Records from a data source
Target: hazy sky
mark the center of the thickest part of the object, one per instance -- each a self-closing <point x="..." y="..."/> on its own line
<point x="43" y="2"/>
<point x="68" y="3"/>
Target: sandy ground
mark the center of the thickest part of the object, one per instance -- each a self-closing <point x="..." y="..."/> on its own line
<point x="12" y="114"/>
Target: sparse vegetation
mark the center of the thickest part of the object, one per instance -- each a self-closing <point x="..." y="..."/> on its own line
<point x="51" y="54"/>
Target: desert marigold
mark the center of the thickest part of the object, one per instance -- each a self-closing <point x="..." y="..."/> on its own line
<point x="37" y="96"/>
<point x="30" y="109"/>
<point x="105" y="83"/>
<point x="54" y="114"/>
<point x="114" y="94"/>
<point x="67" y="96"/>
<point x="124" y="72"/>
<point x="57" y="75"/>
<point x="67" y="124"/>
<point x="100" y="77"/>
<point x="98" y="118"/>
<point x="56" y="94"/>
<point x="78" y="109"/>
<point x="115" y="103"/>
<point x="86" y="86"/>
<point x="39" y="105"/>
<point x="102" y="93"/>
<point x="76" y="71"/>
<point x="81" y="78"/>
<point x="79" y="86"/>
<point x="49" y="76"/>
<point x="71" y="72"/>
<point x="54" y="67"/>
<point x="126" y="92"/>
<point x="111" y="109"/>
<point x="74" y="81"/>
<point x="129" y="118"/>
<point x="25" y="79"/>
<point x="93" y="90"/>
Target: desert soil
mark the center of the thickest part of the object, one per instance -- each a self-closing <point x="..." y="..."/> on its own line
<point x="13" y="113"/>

_TASK DIRECTIONS_
Give the lines of the listing above as a numbered list, starting with the line containing "Target: desert soil" and continuing through the end of the listing, and leave out any blank lines.

_ANSWER TO THIS TASK_
1. Target: desert soil
2. mark the center of the thickest part of the object, one per instance -- each a self-closing <point x="..." y="..."/> on its own line
3. <point x="13" y="113"/>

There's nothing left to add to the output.